**What you need to do:**
Could you return the stretch from "When it comes" through "back for centuries." in the passage on yeast and additives in winemaking, copied word for word?

**Reading passage:**
Significance of Yeast and Additives in Winemaking

When it comes to winemaking, yeast and additives are significant ingredients for proper fermentation. Because food products such as beer and wine have volatile structure, advanced methods are utilized for stabilization. And with wine, there are various additives that are used; some that date back for centuries.

Additives are used to stabilize the wine and not to adulterate. In fact, wines have a much longer shelf life when they are stable.


Yeast is the key ingredient that transforms grape juice into wine. It is a one-cell microorganism that eats up sugar and makes alcohol. Yeast is also what gives wine it body, aroma, flavor and mouthfeel. As well, a healthy and active yeast population helps prevent spoilage caused by other micro-organisms. In fact, yeast microorganisms (Saccharomyces cerevisiae) are quite aggressive when compared to other microbes.

There are also different types of yeast that greatly affect the flavor of wine. Cultured yeast is typically customized to suit the needs of a winemaker. It is the yeast often used for “New World” wines. Ambient yeast is an older traditional fare and is naturally present in wine cellars such as the equipment. As well, it is not as effective at high sugar levels and will often die before the preferred alcohol level is reached. There are also various yeast strains. Each strain will have different responses to sugar levels which attributes to the various types of wine.

**Data supplied:**
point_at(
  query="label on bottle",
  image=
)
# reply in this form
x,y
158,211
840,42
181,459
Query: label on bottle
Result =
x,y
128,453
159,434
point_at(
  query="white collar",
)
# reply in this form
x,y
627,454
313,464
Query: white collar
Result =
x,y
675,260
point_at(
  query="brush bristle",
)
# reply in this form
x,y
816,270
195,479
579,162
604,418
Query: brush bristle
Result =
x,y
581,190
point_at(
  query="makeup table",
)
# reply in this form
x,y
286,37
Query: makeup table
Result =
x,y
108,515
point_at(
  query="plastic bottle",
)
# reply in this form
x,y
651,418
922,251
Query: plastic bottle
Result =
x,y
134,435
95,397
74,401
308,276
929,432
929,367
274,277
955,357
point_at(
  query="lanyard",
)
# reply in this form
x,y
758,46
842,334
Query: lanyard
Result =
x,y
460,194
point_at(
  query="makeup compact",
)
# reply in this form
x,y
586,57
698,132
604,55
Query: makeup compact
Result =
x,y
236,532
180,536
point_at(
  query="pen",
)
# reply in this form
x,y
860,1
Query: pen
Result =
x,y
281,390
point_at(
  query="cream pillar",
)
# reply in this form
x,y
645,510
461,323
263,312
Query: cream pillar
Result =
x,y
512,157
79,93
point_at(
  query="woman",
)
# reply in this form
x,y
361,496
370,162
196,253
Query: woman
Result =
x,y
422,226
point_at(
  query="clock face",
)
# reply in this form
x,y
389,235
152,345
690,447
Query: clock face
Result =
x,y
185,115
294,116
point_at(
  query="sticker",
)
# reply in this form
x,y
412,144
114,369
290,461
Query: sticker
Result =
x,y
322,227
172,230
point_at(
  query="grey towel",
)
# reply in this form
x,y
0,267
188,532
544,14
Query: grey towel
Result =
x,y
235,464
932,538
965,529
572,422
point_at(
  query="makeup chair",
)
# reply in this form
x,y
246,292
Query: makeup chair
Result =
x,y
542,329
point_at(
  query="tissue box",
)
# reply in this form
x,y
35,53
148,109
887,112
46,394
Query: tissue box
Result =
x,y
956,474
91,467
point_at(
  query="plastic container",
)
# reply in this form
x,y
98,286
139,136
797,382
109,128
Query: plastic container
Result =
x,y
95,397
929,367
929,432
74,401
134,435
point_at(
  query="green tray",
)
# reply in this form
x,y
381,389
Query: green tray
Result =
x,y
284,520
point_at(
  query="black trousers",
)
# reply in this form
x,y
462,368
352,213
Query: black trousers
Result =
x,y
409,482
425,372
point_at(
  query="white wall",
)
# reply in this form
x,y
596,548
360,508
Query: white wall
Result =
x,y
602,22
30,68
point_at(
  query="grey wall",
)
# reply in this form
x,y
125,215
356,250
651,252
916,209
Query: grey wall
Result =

**Answer below:**
When it comes to winemaking, yeast and additives are significant ingredients for proper fermentation. Because food products such as beer and wine have volatile structure, advanced methods are utilized for stabilization. And with wine, there are various additives that are used; some that date back for centuries.